# WORK REQUIRED
In the data that follows, find the line with "Look at the photo above. For every instance of the child's"; transcribe it, every later line up to the one with "white cloud, which", and that line as well, exactly and with no others.

[[ SUPPLIED RECORDS open ]]

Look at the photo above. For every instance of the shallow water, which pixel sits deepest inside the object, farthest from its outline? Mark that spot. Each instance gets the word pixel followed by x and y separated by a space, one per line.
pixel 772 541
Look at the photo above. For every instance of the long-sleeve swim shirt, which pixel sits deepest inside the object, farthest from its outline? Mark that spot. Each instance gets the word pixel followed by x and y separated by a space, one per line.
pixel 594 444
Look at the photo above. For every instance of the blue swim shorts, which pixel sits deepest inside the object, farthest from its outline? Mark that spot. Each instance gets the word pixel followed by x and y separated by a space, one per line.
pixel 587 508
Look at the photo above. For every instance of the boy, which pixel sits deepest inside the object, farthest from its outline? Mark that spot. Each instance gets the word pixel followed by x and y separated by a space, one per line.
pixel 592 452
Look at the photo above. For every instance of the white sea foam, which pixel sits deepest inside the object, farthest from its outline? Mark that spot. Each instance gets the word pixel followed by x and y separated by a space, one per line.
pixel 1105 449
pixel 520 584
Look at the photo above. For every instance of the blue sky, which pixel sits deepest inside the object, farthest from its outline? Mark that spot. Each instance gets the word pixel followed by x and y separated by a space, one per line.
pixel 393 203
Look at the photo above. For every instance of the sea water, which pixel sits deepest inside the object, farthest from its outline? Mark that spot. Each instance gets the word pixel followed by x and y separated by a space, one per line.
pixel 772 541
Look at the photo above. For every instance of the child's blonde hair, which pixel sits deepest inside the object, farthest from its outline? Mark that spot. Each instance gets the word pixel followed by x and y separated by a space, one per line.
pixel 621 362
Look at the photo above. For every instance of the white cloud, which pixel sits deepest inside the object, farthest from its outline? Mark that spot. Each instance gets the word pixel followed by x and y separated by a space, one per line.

[[ SUPPLIED RECORDS closed ]]
[[ SUPPLIED RECORDS open ]]

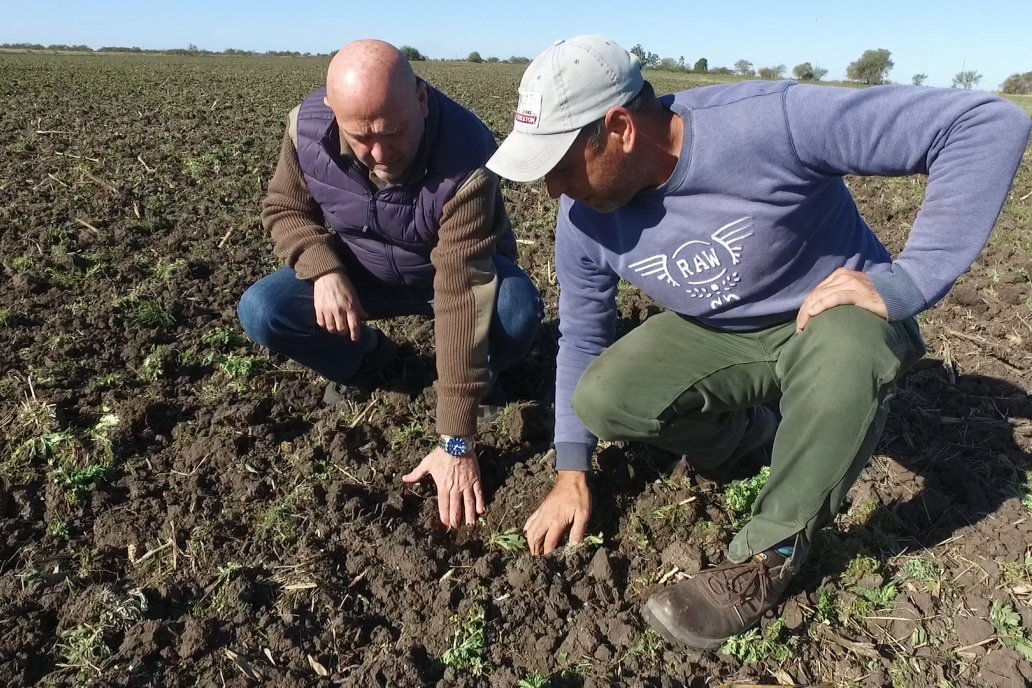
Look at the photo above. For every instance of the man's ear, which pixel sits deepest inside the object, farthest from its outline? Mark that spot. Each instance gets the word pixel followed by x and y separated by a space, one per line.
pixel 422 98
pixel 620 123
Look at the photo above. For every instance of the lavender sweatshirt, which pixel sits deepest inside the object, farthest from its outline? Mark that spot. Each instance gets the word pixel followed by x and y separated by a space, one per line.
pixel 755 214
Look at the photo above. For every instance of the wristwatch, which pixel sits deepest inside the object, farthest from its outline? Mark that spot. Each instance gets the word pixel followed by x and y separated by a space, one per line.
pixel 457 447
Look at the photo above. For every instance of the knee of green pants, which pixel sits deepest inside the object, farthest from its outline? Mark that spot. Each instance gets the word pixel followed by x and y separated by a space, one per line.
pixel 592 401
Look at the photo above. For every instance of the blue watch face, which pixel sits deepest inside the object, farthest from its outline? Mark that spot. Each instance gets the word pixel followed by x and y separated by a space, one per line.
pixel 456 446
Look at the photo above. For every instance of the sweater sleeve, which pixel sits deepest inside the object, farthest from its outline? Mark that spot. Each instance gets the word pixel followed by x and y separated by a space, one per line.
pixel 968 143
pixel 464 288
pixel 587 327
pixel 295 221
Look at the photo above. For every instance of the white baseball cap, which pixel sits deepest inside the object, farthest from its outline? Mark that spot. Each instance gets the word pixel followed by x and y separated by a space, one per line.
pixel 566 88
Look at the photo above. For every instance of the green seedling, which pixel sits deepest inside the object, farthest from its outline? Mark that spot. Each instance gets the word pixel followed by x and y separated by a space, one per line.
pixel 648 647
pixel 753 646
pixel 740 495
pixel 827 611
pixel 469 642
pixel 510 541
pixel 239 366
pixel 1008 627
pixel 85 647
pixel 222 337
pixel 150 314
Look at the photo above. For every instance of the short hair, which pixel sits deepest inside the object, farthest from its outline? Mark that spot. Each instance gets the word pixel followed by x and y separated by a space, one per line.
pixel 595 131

[[ SUPPLIED RECORDS closed ]]

# ANSWER SECTION
Look at the photo above. For every instance of the child's blonde hair, which pixel sits deepest inside the object, farthest from its outline? Mark that spot. Each instance gets the word pixel followed by x and y separated by a space, one per line.
pixel 621 362
Look at the photo above. For every instance of the white cloud, which pixel sits deepest inside the object, farthest from its outline? Mark that spot. Each instance gets the word pixel followed by x and y separated by a space, one per line.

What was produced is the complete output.